------ DATA
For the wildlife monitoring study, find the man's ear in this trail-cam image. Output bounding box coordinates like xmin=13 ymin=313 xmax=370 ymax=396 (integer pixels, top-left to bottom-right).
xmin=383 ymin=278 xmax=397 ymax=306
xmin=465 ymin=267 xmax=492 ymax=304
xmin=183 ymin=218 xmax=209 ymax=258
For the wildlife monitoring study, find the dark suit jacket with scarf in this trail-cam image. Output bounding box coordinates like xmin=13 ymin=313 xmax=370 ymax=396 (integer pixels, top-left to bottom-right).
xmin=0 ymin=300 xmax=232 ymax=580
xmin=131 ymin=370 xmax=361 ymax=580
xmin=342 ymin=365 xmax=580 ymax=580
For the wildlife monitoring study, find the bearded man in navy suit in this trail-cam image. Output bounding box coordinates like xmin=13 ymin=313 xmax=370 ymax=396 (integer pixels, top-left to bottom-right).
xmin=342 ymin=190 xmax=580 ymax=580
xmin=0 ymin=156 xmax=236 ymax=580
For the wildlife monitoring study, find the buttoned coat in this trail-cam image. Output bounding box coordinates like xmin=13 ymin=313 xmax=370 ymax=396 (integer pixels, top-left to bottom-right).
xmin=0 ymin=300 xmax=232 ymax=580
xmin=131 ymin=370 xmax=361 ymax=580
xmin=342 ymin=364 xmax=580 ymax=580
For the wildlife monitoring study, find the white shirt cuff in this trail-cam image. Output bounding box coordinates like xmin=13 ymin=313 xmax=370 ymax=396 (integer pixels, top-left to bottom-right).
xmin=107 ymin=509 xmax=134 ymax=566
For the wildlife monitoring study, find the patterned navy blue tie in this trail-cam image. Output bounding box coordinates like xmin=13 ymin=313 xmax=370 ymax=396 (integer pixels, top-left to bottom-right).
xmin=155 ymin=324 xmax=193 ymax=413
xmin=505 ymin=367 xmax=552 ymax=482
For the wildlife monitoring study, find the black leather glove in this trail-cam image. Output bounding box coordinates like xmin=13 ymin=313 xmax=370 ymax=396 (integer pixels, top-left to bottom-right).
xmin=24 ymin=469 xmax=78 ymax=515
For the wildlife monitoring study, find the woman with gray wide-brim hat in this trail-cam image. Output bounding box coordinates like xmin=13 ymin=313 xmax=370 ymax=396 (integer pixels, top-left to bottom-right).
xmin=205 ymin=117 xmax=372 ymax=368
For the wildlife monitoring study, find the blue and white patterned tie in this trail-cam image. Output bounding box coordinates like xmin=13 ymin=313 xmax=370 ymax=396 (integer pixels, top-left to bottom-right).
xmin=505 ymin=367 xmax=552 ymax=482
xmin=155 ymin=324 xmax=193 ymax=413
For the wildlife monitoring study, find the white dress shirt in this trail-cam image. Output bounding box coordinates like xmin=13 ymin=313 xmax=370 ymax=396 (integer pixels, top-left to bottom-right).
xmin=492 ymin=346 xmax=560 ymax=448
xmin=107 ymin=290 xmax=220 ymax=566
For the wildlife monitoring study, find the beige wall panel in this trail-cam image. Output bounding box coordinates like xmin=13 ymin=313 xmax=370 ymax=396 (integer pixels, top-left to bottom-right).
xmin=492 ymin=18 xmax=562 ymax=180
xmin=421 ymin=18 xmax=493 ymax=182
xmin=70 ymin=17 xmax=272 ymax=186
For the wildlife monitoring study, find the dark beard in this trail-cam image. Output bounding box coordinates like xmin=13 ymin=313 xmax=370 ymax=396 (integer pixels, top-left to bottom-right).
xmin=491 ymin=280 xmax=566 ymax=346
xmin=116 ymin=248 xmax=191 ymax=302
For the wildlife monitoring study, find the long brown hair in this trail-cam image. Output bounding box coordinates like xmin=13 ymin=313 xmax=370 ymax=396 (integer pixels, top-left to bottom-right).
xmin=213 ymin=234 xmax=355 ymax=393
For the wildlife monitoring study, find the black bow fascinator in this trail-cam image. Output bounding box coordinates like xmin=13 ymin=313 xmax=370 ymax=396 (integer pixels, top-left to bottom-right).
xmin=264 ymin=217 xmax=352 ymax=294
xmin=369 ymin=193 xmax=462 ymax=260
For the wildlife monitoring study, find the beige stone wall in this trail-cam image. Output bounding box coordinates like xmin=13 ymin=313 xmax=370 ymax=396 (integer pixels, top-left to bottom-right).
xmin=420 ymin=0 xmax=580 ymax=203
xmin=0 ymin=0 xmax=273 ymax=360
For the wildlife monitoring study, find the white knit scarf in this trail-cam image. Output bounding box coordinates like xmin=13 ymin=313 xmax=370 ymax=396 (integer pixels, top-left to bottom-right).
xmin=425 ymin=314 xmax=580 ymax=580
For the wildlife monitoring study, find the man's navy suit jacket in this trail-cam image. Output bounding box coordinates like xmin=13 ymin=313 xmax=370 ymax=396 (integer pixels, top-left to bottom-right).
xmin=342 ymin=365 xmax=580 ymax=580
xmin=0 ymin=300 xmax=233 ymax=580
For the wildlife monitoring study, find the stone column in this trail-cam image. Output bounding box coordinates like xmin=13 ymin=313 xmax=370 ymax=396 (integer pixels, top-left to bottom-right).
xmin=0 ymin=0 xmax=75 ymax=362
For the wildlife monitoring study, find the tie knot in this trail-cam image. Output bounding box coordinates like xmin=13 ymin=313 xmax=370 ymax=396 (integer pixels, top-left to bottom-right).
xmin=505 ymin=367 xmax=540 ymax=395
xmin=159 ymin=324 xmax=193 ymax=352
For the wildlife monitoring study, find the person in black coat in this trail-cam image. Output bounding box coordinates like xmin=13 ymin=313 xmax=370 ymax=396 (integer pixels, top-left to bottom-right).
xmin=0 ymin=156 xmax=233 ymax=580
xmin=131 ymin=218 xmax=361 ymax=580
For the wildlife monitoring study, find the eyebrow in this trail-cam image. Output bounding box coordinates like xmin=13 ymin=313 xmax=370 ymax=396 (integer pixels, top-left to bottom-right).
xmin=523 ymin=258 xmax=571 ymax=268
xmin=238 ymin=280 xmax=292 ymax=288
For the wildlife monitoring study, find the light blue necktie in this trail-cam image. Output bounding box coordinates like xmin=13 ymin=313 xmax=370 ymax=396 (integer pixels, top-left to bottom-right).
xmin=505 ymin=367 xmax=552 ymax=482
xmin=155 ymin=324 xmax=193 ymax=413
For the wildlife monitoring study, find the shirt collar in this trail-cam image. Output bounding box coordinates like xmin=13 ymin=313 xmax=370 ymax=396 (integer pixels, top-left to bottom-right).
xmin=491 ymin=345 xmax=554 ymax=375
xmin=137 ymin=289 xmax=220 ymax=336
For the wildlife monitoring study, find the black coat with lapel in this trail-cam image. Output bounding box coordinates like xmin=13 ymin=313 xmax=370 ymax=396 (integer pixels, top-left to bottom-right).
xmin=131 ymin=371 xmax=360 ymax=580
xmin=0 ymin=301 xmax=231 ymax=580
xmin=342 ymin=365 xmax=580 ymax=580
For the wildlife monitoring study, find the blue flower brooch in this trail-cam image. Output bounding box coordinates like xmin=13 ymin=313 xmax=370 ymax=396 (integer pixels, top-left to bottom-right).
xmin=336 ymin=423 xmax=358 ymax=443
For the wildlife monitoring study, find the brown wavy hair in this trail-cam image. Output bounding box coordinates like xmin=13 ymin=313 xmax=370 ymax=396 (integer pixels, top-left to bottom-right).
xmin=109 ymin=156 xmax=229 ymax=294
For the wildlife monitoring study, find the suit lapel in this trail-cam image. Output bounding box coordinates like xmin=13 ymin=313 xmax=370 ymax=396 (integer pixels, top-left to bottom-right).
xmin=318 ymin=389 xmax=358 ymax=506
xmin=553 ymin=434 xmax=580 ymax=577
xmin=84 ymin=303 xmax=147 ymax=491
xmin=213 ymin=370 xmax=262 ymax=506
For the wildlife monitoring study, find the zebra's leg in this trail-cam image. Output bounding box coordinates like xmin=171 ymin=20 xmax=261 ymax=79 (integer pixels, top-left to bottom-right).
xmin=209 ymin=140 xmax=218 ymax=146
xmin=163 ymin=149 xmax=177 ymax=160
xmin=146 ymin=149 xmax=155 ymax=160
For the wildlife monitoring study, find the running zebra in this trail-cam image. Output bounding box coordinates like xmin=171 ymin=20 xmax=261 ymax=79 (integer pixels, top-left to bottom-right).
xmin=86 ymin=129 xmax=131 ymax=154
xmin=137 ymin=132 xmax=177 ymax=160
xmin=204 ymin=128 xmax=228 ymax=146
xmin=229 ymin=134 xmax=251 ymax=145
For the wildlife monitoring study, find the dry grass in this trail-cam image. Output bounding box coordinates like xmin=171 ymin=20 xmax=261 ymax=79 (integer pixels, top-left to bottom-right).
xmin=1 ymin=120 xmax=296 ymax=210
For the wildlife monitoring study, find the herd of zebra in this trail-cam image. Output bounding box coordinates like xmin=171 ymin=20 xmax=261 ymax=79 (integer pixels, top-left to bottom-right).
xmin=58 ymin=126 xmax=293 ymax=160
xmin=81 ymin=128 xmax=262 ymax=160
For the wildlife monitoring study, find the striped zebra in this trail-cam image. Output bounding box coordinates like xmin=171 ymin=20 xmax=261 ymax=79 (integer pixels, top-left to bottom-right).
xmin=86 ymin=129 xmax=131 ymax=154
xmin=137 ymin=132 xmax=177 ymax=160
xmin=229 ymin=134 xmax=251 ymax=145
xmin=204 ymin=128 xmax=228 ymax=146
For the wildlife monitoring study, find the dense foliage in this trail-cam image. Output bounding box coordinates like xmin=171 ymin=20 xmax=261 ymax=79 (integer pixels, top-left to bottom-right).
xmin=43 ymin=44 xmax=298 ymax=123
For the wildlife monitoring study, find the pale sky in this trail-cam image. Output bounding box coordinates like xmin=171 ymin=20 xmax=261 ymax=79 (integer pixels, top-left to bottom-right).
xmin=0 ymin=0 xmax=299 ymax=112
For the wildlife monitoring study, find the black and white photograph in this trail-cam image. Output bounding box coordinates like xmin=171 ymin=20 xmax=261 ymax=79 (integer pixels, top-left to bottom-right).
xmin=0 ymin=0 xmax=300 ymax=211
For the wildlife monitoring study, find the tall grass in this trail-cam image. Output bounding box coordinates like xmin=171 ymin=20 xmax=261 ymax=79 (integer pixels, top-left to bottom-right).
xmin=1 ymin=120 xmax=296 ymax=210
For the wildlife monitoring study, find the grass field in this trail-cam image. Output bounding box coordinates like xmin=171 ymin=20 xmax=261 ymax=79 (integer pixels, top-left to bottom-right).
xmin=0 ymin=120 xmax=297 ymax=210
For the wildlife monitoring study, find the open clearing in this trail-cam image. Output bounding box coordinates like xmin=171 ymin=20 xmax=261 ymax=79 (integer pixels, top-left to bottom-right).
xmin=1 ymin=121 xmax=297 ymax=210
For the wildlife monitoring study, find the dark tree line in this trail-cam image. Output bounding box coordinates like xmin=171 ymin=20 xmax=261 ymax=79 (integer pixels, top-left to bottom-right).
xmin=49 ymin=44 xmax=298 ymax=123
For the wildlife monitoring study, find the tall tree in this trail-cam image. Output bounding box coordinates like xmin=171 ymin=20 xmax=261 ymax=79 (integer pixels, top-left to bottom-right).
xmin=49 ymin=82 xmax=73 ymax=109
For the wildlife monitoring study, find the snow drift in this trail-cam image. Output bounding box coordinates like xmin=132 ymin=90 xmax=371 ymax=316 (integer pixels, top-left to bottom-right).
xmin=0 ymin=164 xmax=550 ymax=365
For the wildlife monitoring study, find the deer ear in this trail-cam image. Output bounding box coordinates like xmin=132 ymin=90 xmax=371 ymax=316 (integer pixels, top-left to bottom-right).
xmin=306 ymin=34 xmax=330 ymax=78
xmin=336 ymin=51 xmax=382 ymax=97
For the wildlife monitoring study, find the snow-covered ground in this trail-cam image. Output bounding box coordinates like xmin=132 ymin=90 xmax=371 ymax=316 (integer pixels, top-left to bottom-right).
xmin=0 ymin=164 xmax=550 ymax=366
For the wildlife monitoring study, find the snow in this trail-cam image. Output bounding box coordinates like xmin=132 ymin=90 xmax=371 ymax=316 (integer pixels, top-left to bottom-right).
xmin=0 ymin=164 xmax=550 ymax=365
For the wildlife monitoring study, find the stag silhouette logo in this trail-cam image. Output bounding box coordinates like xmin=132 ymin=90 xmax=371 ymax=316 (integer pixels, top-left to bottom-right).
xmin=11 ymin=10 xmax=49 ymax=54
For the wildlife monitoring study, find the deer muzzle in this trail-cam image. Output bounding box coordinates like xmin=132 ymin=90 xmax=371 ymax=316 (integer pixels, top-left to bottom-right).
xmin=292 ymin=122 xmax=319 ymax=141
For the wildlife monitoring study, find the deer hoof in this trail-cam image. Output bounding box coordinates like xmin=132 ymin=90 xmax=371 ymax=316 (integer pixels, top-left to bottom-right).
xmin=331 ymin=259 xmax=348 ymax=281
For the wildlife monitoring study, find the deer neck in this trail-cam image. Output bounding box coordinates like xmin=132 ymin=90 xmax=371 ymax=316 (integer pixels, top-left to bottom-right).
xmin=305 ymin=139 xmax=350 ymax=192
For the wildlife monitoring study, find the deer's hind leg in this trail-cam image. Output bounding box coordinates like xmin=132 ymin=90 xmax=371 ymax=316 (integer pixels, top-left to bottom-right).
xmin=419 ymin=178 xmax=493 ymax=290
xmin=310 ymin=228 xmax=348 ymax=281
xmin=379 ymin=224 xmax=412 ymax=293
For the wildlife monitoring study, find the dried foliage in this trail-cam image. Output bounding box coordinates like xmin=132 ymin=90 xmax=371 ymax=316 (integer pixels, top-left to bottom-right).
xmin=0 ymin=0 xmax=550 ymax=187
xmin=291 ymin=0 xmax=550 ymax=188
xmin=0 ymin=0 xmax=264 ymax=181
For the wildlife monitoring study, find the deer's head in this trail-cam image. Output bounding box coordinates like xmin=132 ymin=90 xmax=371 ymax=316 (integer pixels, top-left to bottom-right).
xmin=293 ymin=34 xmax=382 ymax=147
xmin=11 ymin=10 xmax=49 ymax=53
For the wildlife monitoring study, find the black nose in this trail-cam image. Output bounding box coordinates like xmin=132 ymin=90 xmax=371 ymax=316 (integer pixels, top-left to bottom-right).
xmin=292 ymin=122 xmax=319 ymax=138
------------
- [EXERCISE OBJECTIVE] Render the lines of the listing above, beginning with the line that contains "For the wildlife monitoring study, find the light" and continuing through the line that contains "xmin=109 ymin=156 xmax=229 ymax=294", as a JSON list of strings, one string per line, with blank lines omitted.

- [EXERCISE OUTPUT]
[
  "For the wildlife monitoring study, find the light blue necktie in this trail-cam image. Output bounding box coordinates like xmin=13 ymin=313 xmax=370 ymax=396 (integer pixels, top-left to bottom-right).",
  "xmin=505 ymin=367 xmax=552 ymax=482",
  "xmin=155 ymin=324 xmax=193 ymax=413",
  "For the wildlife monitoring study, find the shirt collar in this trail-cam image. Output bounding box coordinates like xmin=13 ymin=313 xmax=370 ymax=396 (integer pixels, top-left to bottom-right).",
  "xmin=491 ymin=345 xmax=554 ymax=375",
  "xmin=137 ymin=289 xmax=220 ymax=336",
  "For the wildlife monitoring study, find the black coat with lapel in this trail-cam image. Output bounding box coordinates like xmin=13 ymin=313 xmax=370 ymax=396 (integer pixels, top-left to bottom-right).",
  "xmin=131 ymin=371 xmax=360 ymax=580",
  "xmin=0 ymin=301 xmax=231 ymax=580",
  "xmin=342 ymin=365 xmax=580 ymax=580",
  "For the wildlife monitoring study, find the blue flower brooch in this trail-cam image. Output bounding box coordinates like xmin=13 ymin=313 xmax=370 ymax=396 (integer pixels, top-left to bottom-right).",
  "xmin=336 ymin=423 xmax=358 ymax=443",
  "For the wildlife monitoring study, find the brown wavy hair in this trail-cam image. Output bounding box coordinates like xmin=13 ymin=313 xmax=370 ymax=396 (integer pixels, top-left to bottom-right).",
  "xmin=109 ymin=156 xmax=229 ymax=294"
]